Collect - Extraction: Transfer Compressed Data
Published in Processing, 2024
Compressing data during ETL ingestion into the cloud offers several benefits, primarily related to performance, cost, and efficiency. Cloud storage costs are typically based on the amount of data stored. Compressing data reduces its size, leading to lower storage costs.
Most importantly, compressed data is smaller, which means it can be transferred more quickly over the network. This is particularly important when moving large volumes of data to the cloud, as it speeds up the ingestion process and reduces the load on network resources, saving on bandwidth costs and time, which can be significant, especially when dealing with large volumes of data. An added bonus is cloud analytics tools naturally perform better with compressed data because they need to read less data from storage.
I have a demo on how we can naturally use compressed formats on this page.
I have another
# Write the table to a Parquet file with dictionary encoding for 'category' and default encoding for others
pyarpq.write_table(
pyar.Table.from_pandas(df_salesOrder, preserve_index=False),
'Data/SalesOrders.parquet',
use_dictionary=['SALESORG','LIFECYCLESTATUS','BILLINGSTATUS','DELIVERYSTATUS'], # Specify dictionary encoding for the 'category' column
compression='SNAPPY', # Use compression for better storage efficiency
data_page_version='2.0', # Use data page version 2.0 for better performance
write_statistics=True
)
Below is a case study which reflects highlights an uncommon mistake folks make.
Context
I have asked to analyze ETL issues which plagued a large manufacturing company. Data Stage was used for around 400 ETL Jobs to move and curate data from DB2 to AWS data warehousing needs. Most of their issues was supporting an SAP data workload which did some preprocessing on-premise and moved the data to S3 for further processing and analytics. Most of the issues were uncovered only when the data had reached S3 after a lead time of 9 hrs. There was a lot of processes in play to monitor the job which involved hand shakes by support engineers. Much of the energy was spent managing these processes to avoid these failures. Any issues or delays triggered SLA which were very tight and the loads were often a few days behind.

__Job a__. Pick out every line in the rows below that contains the string "blue", treating uppercase and lowercase as different.

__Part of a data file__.
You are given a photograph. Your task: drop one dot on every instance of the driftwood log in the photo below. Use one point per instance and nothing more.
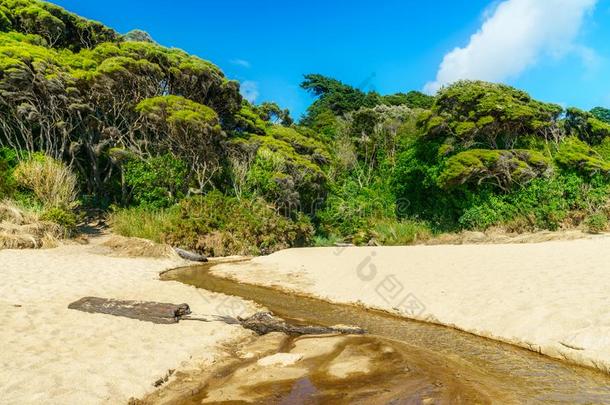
(265, 322)
(190, 256)
(262, 322)
(144, 311)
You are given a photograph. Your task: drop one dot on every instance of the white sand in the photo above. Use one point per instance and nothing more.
(54, 355)
(551, 297)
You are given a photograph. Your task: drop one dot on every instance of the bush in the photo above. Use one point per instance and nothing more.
(8, 161)
(51, 181)
(596, 223)
(144, 222)
(62, 217)
(400, 233)
(157, 182)
(216, 225)
(542, 204)
(351, 207)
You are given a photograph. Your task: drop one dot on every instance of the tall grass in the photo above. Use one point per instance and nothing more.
(399, 233)
(143, 223)
(51, 181)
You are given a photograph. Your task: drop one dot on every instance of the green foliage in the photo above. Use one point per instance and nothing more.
(335, 97)
(58, 27)
(400, 233)
(286, 167)
(8, 162)
(492, 115)
(144, 222)
(157, 182)
(67, 219)
(216, 225)
(412, 99)
(602, 114)
(138, 36)
(500, 168)
(596, 223)
(351, 208)
(51, 181)
(586, 126)
(574, 154)
(542, 204)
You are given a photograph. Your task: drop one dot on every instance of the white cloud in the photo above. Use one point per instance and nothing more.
(514, 34)
(241, 62)
(249, 90)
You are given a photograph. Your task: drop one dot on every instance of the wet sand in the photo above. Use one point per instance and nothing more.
(54, 355)
(550, 297)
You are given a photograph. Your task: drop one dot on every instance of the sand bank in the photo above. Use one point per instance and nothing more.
(550, 297)
(51, 354)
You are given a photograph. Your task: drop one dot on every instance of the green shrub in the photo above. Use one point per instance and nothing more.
(542, 204)
(8, 162)
(51, 181)
(144, 222)
(216, 225)
(596, 223)
(501, 168)
(351, 207)
(400, 233)
(62, 217)
(157, 182)
(574, 154)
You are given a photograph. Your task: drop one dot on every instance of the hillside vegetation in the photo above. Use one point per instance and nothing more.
(165, 143)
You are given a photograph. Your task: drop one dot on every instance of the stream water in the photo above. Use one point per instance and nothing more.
(454, 363)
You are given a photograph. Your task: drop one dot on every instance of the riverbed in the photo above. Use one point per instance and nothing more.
(426, 362)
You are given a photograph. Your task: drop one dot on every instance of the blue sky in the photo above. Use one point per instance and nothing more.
(558, 50)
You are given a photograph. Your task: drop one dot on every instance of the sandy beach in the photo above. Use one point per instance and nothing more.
(55, 355)
(548, 297)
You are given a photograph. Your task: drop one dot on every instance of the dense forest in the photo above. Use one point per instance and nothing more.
(164, 144)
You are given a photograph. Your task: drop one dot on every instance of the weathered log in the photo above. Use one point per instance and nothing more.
(190, 256)
(262, 322)
(144, 311)
(265, 322)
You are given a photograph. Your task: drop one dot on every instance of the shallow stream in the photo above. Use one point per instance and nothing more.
(449, 363)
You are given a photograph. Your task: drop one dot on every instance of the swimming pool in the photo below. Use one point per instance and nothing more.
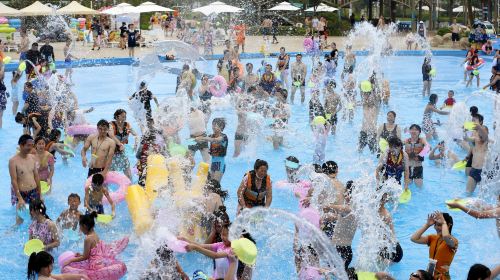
(107, 88)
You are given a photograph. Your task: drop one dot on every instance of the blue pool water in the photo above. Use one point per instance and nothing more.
(107, 89)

__Job b__. Retype the passage of the page on compressing data during ETL ingestion, from "Collect - Extraction: Transfer" down to "data from storage.".

__Right answer a__.
You are given a photograph. Your task: drop one dot on every instance of the blue sky in the photo above. Use one point per instance and nothing more.
You are given a photograph. Your task: drop one dot on every instance of the blue pool water in the photo above. Use one point per instance and nothing more.

__Right answer b__.
Collect - Extraction: Transfer Compressed Data
Published in Processing, 2024
Compressing data during ETL ingestion into the cloud offers several benefits, primarily related to performance, cost, and efficiency. Cloud storage costs are typically based on the amount of data stored. Compressing data reduces its size, leading to lower storage costs.
Most importantly, compressed data is smaller, which means it can be transferred more quickly over the network. This is particularly important when moving large volumes of data to the cloud, as it speeds up the ingestion process and reduces the load on network resources, saving on bandwidth costs and time, which can be significant, especially when dealing with large volumes of data. An added bonus is cloud analytics tools naturally perform better with compressed data because they need to read less data from storage.